They map accountability explicitly. Who owns the outcome when an agent acts? The answer cannot be "the system." Accountability stays with leadership. Delegation to technology doesn't reduce responsibility — it changes the form it takes.
Leadership as Goal Architecture
If agents are doing the doing, what are leaders doing?
Your role shifts from manager of execution to architect of objectives. You're no longer supervising the how. You're defining the what and the why — with enough precision that a system can pursue your intent without a human in the loop for every step. That requires the ability to articulate organizational values, risk tolerances, and non-negotiables in terms specific enough to be translated into system constraints. Most leadership teams haven't practiced this because it was never needed.
The organizations moving well through this shift aren't waiting for perfect clarity. They're building accountability as they deploy, mapping what can operate autonomously, defining the boundaries of that autonomy explicitly, and refining those definitions as systems reveal new behaviors.
McKinsey reports that only 33% of organizations have scaled AI programs across the enterprise — most remain in the experimentation phase. That gap is largely a governance gap. The organizations that close it first won't just be faster. They'll be more resilient, because institutional knowledge gets encoded into systems that continue operating when key people leave.

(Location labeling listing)
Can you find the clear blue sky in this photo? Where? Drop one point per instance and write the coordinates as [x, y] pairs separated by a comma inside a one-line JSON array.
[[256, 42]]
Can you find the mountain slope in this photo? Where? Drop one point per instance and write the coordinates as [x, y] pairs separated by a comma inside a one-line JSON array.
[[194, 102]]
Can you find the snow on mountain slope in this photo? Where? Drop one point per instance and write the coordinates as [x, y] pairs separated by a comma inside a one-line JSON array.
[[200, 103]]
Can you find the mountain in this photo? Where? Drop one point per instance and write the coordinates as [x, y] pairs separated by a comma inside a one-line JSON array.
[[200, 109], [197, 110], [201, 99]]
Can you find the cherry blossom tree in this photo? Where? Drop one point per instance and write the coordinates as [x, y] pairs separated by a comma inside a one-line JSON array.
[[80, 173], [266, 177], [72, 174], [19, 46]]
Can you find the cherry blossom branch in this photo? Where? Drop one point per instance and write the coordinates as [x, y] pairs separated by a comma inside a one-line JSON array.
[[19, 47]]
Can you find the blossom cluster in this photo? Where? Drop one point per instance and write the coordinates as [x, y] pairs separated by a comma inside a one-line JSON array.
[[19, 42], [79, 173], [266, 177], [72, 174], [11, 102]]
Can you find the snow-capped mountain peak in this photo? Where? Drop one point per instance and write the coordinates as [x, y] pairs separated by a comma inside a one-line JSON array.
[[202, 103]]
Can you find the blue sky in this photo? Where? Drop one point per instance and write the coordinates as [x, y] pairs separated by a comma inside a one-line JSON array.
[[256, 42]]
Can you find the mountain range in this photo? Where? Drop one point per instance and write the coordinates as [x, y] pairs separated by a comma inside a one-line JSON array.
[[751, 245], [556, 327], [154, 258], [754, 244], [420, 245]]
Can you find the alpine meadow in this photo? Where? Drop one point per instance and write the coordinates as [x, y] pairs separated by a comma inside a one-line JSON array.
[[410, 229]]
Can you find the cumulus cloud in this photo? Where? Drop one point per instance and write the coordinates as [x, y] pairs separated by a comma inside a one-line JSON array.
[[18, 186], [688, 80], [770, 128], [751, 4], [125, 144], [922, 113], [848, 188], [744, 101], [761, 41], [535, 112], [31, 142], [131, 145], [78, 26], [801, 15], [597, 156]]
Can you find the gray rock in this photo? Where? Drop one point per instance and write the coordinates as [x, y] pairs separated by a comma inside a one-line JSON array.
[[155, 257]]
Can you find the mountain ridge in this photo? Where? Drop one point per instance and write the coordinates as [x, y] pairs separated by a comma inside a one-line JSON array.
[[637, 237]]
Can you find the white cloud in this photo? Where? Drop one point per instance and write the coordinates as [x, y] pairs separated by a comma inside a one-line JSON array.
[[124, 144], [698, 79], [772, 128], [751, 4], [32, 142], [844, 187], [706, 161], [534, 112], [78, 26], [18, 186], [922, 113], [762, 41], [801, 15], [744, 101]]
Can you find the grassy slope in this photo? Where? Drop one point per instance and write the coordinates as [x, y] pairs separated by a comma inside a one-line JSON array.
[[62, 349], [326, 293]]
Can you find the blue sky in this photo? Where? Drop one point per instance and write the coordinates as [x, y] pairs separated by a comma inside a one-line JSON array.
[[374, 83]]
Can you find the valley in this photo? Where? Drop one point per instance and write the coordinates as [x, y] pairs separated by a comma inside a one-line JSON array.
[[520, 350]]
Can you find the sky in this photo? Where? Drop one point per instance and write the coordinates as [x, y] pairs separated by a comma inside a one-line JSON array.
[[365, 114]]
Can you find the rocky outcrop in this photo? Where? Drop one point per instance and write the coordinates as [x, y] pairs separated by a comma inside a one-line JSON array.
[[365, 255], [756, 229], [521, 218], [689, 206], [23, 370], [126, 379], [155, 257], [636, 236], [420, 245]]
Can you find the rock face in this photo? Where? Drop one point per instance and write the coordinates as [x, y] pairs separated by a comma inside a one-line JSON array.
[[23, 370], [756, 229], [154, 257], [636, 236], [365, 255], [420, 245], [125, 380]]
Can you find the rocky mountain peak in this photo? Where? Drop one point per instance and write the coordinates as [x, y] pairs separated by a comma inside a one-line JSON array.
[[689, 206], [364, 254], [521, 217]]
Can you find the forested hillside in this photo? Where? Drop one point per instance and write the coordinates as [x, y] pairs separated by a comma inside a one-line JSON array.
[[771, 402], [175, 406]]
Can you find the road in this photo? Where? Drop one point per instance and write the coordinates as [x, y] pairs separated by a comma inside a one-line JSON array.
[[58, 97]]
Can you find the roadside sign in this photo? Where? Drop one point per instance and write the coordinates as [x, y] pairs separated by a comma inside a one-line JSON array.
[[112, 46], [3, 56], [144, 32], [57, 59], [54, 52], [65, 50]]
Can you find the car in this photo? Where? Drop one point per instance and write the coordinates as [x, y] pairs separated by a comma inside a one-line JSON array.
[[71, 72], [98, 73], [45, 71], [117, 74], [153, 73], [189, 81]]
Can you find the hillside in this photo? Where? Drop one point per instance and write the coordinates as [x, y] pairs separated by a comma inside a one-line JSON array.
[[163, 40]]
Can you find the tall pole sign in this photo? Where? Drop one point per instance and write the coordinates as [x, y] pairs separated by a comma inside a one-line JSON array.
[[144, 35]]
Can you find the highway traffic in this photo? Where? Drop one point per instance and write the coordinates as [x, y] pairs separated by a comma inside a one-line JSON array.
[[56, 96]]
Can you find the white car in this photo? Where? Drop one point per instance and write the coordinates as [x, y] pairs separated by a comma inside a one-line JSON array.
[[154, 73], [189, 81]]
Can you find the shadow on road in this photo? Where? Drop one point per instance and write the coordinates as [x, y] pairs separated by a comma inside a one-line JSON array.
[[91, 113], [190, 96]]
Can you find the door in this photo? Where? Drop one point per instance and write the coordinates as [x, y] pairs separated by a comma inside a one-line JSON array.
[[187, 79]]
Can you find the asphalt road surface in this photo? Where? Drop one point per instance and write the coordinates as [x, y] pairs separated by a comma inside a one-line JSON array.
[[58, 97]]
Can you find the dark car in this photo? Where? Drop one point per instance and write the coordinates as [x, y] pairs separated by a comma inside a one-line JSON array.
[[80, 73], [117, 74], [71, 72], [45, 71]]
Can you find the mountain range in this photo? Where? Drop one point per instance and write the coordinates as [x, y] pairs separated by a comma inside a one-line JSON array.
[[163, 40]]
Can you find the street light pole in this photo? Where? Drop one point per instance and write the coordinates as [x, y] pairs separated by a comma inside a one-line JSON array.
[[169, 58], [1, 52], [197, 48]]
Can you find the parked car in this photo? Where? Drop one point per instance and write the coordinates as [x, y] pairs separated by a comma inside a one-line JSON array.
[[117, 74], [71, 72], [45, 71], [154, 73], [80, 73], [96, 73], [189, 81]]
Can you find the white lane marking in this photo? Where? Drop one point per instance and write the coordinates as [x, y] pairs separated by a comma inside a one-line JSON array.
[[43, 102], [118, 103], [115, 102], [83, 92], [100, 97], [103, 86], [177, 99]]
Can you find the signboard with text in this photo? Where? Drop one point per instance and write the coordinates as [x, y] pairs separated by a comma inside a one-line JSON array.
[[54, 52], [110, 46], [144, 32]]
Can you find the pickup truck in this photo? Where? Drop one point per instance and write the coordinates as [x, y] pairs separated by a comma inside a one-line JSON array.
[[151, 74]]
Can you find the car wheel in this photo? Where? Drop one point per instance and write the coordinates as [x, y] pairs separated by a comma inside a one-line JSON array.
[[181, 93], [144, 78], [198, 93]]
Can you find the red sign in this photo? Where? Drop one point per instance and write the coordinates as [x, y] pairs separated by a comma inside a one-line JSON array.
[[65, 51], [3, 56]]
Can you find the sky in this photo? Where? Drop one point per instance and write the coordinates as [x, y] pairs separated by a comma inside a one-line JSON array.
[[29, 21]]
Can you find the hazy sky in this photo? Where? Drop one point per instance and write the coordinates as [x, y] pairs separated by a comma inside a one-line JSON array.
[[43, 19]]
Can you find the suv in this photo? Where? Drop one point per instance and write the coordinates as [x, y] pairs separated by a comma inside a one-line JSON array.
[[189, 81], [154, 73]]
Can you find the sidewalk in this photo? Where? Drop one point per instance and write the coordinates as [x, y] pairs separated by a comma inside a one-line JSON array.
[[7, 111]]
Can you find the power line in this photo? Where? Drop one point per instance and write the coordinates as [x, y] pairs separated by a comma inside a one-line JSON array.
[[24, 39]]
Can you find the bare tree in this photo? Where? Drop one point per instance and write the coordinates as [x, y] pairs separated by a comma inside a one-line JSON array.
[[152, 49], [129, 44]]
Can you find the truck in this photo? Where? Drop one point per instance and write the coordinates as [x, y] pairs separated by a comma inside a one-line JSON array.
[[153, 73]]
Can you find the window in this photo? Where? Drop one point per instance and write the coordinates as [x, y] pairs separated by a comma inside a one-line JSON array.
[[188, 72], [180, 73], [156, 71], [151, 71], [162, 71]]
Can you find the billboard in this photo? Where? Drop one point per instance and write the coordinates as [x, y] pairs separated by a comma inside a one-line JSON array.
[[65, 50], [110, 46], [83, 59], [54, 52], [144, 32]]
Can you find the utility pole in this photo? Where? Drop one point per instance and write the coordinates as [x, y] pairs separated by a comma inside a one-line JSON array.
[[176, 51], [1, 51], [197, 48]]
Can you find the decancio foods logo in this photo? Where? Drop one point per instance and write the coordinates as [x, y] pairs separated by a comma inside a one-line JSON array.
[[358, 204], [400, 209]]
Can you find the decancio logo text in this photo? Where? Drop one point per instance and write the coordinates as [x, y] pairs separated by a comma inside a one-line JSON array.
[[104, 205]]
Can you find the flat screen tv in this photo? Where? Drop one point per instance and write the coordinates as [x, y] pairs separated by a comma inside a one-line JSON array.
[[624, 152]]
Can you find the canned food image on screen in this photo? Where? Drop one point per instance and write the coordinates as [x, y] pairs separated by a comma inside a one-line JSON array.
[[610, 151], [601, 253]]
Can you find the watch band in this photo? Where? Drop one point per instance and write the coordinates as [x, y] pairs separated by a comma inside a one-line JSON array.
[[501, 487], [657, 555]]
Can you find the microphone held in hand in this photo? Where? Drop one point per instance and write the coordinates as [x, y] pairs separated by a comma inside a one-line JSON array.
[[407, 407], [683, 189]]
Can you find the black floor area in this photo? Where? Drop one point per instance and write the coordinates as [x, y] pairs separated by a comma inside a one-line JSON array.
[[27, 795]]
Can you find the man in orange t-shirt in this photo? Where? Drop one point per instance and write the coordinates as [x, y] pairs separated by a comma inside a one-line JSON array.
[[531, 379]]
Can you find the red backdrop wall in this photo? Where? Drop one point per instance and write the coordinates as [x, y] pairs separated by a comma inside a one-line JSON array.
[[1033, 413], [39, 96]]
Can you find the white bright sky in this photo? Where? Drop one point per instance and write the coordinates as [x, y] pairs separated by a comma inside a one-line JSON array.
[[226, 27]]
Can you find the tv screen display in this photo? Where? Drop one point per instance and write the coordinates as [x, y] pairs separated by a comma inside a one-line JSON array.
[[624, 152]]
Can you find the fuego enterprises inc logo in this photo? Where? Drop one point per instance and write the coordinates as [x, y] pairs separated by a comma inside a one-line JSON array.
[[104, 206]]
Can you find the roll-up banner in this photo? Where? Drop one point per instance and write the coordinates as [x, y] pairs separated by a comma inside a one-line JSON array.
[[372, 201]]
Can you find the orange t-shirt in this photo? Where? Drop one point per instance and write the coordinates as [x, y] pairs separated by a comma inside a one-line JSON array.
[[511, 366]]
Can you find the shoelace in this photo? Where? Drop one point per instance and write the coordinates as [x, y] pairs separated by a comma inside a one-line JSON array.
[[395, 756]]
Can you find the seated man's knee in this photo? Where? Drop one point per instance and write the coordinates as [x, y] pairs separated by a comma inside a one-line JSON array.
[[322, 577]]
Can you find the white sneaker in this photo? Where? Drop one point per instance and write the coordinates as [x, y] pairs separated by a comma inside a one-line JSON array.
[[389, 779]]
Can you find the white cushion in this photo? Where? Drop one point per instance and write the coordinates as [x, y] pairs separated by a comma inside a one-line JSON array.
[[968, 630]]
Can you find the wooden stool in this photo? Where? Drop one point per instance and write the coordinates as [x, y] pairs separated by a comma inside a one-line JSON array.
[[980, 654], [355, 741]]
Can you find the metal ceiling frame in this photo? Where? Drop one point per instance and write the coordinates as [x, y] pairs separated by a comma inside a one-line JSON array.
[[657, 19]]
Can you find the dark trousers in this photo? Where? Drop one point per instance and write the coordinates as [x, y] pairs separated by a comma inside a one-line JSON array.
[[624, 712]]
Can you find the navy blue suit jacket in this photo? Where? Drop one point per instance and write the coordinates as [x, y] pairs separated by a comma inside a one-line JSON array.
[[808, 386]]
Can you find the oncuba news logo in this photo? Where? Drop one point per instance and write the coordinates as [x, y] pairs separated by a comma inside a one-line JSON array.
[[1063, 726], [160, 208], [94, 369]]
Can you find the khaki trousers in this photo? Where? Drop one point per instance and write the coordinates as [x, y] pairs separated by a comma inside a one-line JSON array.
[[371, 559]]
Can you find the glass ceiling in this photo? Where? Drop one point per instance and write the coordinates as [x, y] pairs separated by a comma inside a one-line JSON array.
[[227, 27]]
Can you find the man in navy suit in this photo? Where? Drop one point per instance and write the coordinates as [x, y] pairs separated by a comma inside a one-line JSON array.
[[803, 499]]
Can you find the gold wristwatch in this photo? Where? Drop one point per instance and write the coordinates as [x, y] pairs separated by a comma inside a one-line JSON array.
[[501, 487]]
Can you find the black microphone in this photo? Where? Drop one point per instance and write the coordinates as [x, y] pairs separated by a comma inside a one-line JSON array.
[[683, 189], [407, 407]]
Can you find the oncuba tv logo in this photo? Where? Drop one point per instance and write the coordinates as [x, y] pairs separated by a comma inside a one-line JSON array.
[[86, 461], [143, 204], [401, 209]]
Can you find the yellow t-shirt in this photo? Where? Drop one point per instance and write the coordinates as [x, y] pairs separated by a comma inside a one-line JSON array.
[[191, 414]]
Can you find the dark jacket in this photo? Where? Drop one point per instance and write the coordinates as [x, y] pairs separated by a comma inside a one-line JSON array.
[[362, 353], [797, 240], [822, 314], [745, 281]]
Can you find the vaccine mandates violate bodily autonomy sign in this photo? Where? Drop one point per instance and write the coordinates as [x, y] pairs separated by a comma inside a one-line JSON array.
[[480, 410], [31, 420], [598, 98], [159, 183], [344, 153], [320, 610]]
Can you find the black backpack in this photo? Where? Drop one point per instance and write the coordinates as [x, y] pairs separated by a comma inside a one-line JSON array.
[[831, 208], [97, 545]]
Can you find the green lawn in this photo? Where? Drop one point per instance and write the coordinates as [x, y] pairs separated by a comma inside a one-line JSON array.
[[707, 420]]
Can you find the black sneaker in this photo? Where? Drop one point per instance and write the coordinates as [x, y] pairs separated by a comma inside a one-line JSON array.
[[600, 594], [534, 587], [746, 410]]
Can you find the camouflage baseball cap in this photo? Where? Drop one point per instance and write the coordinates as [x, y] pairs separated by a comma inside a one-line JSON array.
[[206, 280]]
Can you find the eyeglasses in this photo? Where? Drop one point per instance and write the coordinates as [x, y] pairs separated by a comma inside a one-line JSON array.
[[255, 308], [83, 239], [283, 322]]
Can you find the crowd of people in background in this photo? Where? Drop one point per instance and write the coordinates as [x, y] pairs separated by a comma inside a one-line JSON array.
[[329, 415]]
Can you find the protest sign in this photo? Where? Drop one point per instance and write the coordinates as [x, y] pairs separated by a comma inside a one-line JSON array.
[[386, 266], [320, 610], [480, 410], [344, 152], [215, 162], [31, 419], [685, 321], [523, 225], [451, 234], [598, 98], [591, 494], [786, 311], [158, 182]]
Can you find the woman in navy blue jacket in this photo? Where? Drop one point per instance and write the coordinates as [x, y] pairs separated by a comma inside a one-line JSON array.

TO-DO LIST
1. Answer these questions from the passage on leadership and AI agents:
(a) When an agent acts, with whom does accountability stay?
(b) What does a leader's role shift from, and what does it shift to?
(c) According to McKinsey, what percentage of organizations have scaled AI programs across the enterprise?
2. Does each statement below agree with the passage on leadership and AI agents? Answer yes or no and quote the words that decide it.
(a) Delegating to technology reduces a leader's responsibility.
(b) The organizations moving well through this shift are waiting for perfect clarity.
(c) The gap in scaling AI programs is described as largely a governance gap.
3. Continue the passage on leadership and AI agents, starting after its last sentence.

ANSWERS TO THE TASKS
1.
(a) Leadership.
(b) From manager of execution to architect of objectives.
(c) 33%.

2.
(a) No: "Delegation to technology doesn't reduce responsibility — it changes the form it takes."
(b) No: "The organizations moving well through this shift aren't waiting for perfect clarity."
(c) Yes: "That gap is largely a governance gap."

3.
The Decision That's Already Made
If agentic AI is running in your operations — and based on the numbers, it likely is — the governance question isn't theoretical. It's current.
Deloitte found that by 2027, 74% of organizations expect to be using AI agents at least moderately. The organizations that will lead are building accountability structures now, before systems are too embedded and too fast to supervise retroactively.
The conversation your leadership team needs isn't "Should we adopt agentic AI?" It's "Do we understand what our agentic systems are deciding right now — and does someone own accountability for those decisions?"
If either answer is unclear, that's where the work starts. Not adoption. Not experimentation.
Governance by design.
Build the Framework Before the System Builds It for You
Aspirations Consulting Group works directly with senior executive teams and boards on the organizational, governance, and strategic implications of agentic AI — including defining decision boundaries, structuring accountability frameworks, and preparing leadership for the oversight responsibilities these systems create. If your organization is deploying agentic systems and your governance infrastructure hasn't kept pace, this is the right time to address it. Schedule a confidential consultation with Aspirations Consulting Group at https://www.aspirations-group.com.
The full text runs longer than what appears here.